• **Exercise description**:
Would you revise the listing lines starting with the line that contains "Might I trouble you for the coordinates of the truck headlight" and going on through the line that contains "(1162, 384)", swapping "pin" for "marker" and keeping everything else the same?

• **Dataset content**:
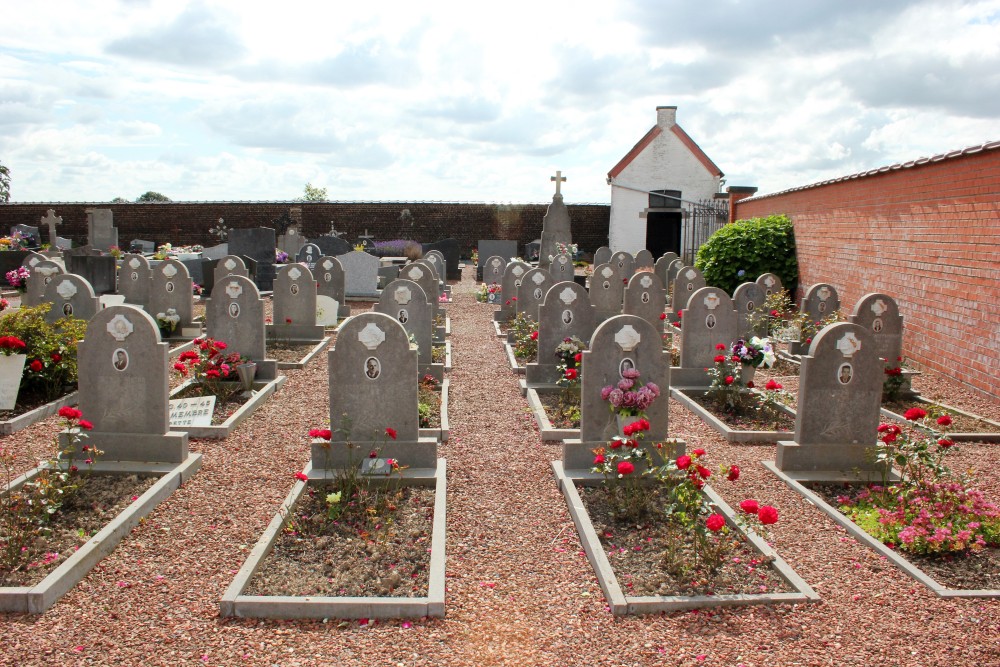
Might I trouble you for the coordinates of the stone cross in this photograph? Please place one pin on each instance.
(52, 220)
(558, 178)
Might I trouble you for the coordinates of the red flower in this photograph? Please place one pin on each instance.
(749, 506)
(715, 522)
(767, 515)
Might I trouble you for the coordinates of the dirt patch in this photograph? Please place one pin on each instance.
(99, 500)
(636, 552)
(342, 558)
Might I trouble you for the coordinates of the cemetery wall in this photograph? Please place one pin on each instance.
(187, 223)
(925, 232)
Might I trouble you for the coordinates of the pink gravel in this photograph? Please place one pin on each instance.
(520, 591)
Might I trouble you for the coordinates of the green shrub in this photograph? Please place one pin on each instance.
(753, 247)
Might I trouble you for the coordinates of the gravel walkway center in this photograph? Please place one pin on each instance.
(519, 589)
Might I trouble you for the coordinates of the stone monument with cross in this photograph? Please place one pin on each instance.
(555, 225)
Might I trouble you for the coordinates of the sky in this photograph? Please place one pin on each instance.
(481, 102)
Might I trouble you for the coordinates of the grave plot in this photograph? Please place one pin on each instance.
(372, 471)
(125, 458)
(38, 366)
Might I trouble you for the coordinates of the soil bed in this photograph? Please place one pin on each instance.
(98, 501)
(960, 571)
(315, 556)
(635, 551)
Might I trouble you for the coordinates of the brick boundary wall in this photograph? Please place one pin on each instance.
(187, 223)
(926, 233)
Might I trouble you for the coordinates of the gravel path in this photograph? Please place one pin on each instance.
(519, 589)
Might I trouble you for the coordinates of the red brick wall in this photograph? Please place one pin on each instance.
(188, 223)
(927, 234)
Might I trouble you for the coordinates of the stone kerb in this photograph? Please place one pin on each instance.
(294, 297)
(531, 293)
(709, 319)
(644, 297)
(373, 386)
(622, 342)
(840, 390)
(70, 296)
(606, 291)
(747, 300)
(134, 279)
(565, 312)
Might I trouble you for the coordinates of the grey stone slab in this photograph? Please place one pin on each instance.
(840, 392)
(70, 296)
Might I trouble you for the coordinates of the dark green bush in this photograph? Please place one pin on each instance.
(753, 247)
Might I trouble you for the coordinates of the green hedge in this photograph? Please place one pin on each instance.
(753, 247)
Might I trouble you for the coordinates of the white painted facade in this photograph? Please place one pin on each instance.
(666, 163)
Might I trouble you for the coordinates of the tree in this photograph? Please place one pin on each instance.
(5, 183)
(313, 193)
(151, 196)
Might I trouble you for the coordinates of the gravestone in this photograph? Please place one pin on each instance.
(556, 227)
(645, 297)
(512, 277)
(124, 388)
(372, 365)
(235, 315)
(70, 296)
(709, 319)
(747, 300)
(42, 273)
(134, 279)
(295, 305)
(360, 274)
(531, 293)
(309, 254)
(405, 301)
(258, 244)
(562, 267)
(333, 246)
(171, 288)
(507, 250)
(622, 342)
(644, 259)
(606, 292)
(565, 312)
(101, 231)
(879, 314)
(770, 283)
(330, 289)
(602, 255)
(839, 400)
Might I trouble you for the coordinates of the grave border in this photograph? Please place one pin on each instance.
(865, 539)
(235, 604)
(621, 604)
(43, 595)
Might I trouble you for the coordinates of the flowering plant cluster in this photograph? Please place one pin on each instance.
(629, 398)
(929, 510)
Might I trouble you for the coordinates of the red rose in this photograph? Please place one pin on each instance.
(767, 515)
(715, 522)
(749, 506)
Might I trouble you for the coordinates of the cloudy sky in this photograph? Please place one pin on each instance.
(463, 101)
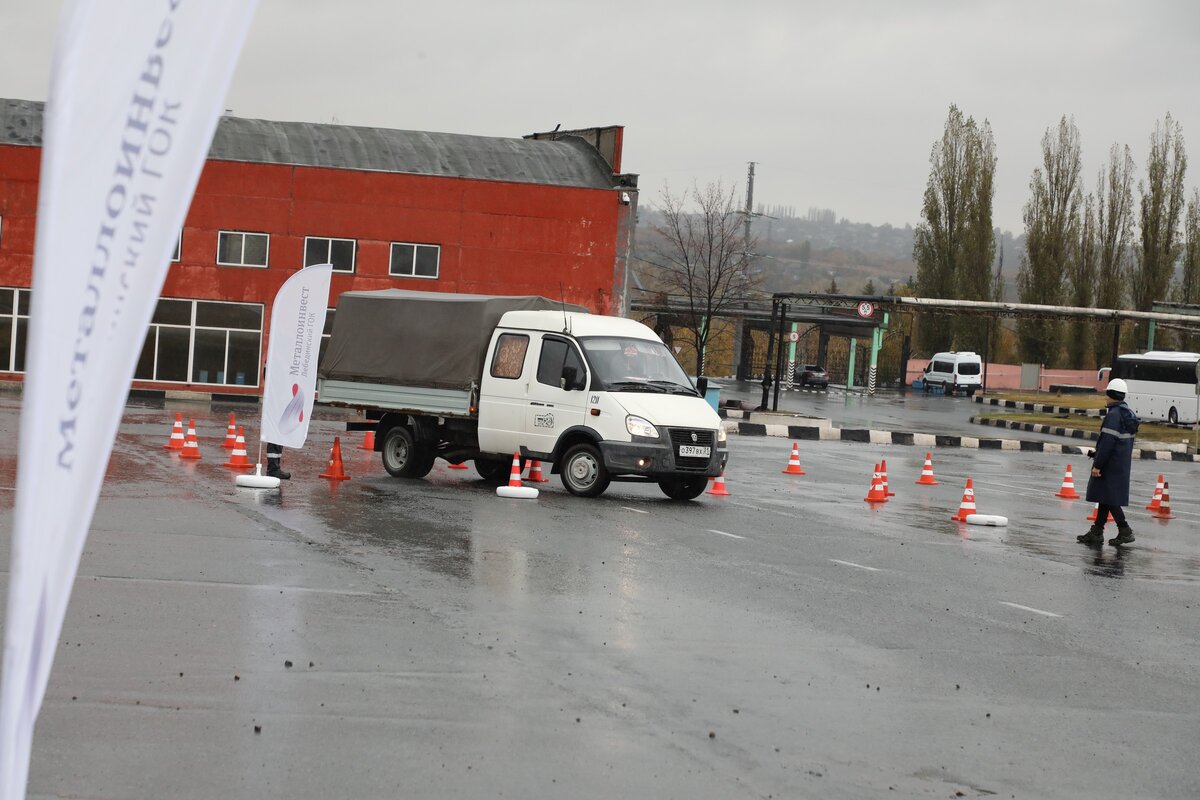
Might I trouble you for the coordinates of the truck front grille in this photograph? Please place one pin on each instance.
(695, 437)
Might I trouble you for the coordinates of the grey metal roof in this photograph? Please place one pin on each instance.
(568, 161)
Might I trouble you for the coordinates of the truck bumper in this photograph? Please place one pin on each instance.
(658, 459)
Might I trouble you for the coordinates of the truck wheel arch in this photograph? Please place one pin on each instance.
(571, 437)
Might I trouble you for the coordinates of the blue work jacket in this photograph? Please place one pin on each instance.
(1114, 457)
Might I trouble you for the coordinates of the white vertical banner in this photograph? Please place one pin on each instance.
(298, 319)
(136, 92)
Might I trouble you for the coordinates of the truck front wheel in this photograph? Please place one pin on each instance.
(683, 488)
(583, 471)
(403, 457)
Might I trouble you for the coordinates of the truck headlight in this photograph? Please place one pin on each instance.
(640, 427)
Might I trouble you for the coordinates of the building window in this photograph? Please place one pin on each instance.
(241, 248)
(414, 260)
(339, 252)
(203, 342)
(13, 329)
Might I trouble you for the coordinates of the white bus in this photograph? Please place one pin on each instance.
(1162, 384)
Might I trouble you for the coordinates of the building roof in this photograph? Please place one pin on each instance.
(567, 161)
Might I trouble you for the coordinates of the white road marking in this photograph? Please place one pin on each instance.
(857, 566)
(1026, 608)
(721, 533)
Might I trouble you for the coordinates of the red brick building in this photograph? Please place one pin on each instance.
(547, 215)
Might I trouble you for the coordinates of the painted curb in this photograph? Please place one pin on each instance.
(863, 435)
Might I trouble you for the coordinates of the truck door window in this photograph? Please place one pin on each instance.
(508, 361)
(557, 354)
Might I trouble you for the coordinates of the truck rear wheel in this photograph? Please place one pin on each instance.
(583, 471)
(495, 471)
(403, 456)
(683, 488)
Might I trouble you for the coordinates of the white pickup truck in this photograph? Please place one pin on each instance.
(479, 378)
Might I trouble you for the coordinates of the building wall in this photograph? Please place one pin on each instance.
(495, 236)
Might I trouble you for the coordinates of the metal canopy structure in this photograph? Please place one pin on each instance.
(838, 316)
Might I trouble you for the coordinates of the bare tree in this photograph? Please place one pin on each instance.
(1051, 232)
(1189, 282)
(1083, 286)
(700, 257)
(954, 245)
(1162, 208)
(1114, 229)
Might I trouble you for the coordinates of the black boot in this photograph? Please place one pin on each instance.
(1125, 535)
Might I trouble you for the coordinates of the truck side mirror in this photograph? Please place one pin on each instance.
(571, 380)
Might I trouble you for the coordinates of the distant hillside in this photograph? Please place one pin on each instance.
(807, 253)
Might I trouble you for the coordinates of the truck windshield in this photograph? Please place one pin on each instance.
(624, 364)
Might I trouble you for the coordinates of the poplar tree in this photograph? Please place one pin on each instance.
(1161, 211)
(1189, 281)
(1114, 232)
(1051, 233)
(954, 245)
(1084, 268)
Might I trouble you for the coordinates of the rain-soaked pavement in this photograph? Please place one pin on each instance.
(425, 638)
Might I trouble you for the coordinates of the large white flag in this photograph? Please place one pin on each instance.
(136, 92)
(298, 319)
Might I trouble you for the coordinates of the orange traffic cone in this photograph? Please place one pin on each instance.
(1157, 500)
(231, 441)
(1164, 509)
(1068, 487)
(967, 506)
(876, 493)
(238, 458)
(177, 434)
(793, 462)
(191, 446)
(515, 473)
(718, 486)
(335, 471)
(927, 473)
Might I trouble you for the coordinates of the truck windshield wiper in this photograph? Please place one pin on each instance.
(635, 385)
(676, 388)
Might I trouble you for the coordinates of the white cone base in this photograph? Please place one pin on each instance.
(991, 519)
(517, 492)
(257, 481)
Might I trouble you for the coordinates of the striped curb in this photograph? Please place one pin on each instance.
(1039, 408)
(864, 435)
(1036, 427)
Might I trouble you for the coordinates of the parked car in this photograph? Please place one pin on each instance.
(954, 372)
(810, 374)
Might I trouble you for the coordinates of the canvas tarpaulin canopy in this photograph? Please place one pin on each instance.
(418, 338)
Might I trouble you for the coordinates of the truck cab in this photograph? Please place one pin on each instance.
(600, 398)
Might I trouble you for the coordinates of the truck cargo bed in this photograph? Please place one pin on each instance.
(417, 400)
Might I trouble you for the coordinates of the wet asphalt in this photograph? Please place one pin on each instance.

• **Problem solution**:
Might I trouble you for the coordinates of the truck headlight in this photograph? Please place one marker on each instance.
(640, 427)
Might I trouble you for the coordinates of the building window in this photograph? Please place one marker on each instance.
(241, 248)
(414, 260)
(339, 252)
(203, 342)
(13, 329)
Might I trouble you for the coordinates of the white bus in this photograph? Please place one marker on each instance.
(1162, 384)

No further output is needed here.